■ Assignment: In the entries below, find every line with "instance" and copy it.

■ Available data:
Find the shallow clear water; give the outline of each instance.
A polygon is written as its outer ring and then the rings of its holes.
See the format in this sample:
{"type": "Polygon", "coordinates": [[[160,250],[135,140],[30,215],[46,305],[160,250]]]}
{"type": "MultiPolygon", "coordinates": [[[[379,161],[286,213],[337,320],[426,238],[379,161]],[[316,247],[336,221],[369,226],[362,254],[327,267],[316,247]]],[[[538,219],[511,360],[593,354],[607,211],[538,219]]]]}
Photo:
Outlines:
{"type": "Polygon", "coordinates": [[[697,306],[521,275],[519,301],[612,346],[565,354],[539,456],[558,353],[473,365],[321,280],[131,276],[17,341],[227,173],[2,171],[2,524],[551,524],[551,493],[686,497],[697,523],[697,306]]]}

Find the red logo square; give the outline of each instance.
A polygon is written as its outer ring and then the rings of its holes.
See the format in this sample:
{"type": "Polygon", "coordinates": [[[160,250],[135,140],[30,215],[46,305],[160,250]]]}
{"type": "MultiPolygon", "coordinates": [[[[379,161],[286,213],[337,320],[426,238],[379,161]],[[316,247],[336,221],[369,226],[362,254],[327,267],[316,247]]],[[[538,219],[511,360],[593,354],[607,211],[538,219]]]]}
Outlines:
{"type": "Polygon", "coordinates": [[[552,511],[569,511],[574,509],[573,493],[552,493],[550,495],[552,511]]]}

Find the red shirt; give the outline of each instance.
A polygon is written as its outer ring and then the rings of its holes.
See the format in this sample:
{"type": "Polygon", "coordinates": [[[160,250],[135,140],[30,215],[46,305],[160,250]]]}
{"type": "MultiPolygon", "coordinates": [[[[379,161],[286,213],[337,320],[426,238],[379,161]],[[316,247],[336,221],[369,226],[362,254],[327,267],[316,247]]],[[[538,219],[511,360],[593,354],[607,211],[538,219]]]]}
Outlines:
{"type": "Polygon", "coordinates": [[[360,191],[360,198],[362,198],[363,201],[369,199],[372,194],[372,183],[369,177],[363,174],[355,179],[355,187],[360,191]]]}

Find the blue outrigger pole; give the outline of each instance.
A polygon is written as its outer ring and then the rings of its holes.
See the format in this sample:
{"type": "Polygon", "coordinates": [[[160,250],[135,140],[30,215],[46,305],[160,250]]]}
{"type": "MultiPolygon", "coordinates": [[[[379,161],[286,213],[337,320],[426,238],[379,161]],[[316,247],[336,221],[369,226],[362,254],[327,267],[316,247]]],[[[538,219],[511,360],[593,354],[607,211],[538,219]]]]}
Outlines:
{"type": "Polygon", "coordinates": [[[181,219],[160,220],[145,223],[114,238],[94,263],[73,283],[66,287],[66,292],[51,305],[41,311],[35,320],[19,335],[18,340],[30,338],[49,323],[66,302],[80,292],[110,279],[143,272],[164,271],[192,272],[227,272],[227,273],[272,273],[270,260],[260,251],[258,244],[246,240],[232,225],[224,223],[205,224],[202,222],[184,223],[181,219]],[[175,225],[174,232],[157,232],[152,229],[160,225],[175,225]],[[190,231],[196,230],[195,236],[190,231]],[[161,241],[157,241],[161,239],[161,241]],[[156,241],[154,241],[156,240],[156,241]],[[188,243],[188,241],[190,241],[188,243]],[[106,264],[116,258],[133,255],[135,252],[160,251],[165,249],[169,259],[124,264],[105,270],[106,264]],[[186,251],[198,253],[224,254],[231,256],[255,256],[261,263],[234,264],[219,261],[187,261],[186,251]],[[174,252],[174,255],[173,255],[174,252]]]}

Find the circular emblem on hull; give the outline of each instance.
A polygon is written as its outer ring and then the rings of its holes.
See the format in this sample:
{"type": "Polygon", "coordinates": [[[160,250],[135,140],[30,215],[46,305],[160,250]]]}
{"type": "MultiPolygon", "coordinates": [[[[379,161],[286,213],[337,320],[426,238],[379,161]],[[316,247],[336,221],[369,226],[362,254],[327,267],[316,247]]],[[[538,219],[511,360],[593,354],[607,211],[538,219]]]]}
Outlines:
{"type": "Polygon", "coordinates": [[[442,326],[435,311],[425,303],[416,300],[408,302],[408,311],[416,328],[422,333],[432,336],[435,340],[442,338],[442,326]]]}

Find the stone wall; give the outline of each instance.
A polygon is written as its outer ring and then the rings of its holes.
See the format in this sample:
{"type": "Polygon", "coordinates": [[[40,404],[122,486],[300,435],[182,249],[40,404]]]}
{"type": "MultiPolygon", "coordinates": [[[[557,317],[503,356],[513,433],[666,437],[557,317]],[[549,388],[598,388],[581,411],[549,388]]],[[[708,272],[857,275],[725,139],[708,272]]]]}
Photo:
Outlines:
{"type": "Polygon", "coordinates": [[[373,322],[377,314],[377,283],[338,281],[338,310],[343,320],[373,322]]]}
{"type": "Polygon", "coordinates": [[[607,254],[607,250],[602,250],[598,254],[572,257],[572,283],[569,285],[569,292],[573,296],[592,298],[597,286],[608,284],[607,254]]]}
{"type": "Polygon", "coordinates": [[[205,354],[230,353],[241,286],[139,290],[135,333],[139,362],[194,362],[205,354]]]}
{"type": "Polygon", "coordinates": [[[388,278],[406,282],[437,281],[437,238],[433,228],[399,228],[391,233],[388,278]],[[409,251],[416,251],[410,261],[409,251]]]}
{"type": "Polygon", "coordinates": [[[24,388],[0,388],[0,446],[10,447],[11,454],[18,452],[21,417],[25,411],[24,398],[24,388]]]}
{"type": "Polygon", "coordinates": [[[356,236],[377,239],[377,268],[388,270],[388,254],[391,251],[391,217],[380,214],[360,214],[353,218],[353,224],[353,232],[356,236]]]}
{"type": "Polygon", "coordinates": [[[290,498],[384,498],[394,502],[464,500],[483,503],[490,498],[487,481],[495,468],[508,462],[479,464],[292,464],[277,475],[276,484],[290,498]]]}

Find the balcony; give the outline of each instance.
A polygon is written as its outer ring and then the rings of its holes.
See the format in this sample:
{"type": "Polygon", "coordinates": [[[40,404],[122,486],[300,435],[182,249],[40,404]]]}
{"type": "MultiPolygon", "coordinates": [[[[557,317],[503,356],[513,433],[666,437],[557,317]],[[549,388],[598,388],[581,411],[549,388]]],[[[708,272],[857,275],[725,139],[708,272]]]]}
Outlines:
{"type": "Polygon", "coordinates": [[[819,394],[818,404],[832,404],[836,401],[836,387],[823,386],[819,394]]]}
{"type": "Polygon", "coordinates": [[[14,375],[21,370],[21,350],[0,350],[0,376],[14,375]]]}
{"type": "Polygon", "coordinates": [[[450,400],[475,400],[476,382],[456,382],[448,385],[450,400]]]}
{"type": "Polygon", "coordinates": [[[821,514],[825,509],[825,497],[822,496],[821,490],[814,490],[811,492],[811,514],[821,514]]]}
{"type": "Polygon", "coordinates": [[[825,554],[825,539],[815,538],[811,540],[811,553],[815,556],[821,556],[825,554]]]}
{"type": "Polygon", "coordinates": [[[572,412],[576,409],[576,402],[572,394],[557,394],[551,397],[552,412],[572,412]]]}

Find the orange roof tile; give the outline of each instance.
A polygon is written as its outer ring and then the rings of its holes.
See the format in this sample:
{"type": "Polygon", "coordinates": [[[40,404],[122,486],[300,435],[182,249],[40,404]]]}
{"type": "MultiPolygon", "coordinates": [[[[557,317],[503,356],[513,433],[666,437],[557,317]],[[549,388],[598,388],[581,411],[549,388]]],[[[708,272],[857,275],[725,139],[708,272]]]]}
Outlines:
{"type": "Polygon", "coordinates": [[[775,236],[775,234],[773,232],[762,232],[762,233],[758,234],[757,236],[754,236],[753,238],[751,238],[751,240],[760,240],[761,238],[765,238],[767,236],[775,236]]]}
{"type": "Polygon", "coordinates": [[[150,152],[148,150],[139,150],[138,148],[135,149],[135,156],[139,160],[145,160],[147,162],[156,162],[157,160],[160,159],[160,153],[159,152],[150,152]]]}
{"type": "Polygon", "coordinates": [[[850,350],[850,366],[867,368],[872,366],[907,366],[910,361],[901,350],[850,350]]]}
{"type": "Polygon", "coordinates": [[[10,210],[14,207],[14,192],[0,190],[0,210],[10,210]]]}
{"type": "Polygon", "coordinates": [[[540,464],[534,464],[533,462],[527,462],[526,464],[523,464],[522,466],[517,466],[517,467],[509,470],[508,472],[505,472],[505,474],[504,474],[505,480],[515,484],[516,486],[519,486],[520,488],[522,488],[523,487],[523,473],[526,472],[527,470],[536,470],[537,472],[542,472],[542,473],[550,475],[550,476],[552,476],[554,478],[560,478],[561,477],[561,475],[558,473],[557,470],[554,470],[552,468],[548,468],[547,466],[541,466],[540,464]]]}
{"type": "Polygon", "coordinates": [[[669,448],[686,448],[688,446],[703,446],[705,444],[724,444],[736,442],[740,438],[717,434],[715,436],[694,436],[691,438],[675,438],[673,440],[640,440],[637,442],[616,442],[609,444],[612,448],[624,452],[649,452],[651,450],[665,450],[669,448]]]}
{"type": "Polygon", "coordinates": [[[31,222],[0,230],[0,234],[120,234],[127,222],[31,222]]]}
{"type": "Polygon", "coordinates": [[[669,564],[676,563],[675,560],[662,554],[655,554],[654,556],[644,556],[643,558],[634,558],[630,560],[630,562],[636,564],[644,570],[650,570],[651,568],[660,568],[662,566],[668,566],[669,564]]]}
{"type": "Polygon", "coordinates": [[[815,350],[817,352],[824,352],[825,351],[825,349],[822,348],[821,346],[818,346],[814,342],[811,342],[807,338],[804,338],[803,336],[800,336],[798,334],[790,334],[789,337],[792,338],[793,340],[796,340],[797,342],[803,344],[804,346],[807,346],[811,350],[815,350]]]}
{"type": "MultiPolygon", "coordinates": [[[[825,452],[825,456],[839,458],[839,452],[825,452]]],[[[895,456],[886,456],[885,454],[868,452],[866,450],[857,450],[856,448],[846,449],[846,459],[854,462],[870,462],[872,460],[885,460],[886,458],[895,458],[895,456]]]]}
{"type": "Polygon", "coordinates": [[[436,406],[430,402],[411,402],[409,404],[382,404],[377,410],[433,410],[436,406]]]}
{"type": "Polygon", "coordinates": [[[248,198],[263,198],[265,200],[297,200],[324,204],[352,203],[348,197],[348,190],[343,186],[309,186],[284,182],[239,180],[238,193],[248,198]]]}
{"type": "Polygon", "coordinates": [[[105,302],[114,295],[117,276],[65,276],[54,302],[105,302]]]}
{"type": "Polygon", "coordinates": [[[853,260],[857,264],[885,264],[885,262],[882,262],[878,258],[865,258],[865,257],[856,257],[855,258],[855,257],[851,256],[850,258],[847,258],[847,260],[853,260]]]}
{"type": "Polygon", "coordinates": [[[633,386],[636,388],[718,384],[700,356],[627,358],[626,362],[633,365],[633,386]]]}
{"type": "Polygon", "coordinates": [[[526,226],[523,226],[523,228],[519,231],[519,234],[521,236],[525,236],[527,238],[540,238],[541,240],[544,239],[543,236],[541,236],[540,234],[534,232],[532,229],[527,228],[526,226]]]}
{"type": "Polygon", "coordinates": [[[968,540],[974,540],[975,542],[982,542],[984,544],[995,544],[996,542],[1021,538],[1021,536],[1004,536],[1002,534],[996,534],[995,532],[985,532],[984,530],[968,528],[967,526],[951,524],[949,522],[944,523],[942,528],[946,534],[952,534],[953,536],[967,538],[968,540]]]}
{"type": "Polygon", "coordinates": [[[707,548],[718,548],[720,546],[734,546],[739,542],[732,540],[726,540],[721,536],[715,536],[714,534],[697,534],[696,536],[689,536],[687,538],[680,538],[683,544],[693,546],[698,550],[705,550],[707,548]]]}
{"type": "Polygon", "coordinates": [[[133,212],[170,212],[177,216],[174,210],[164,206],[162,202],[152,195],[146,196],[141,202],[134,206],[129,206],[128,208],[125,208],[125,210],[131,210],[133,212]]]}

■ Your response:
Find the shallow clear water; give the outline of each instance.
Find the red logo square; give the outline of each instance.
Find the red shirt; give the outline of each instance.
Find the blue outrigger pole; give the outline of each instance.
Find the circular emblem on hull; give the outline of each instance.
Find the stone wall; give the outline of each instance.
Find the balcony; give the outline of each instance.
Find the orange roof tile; give the outline of each instance.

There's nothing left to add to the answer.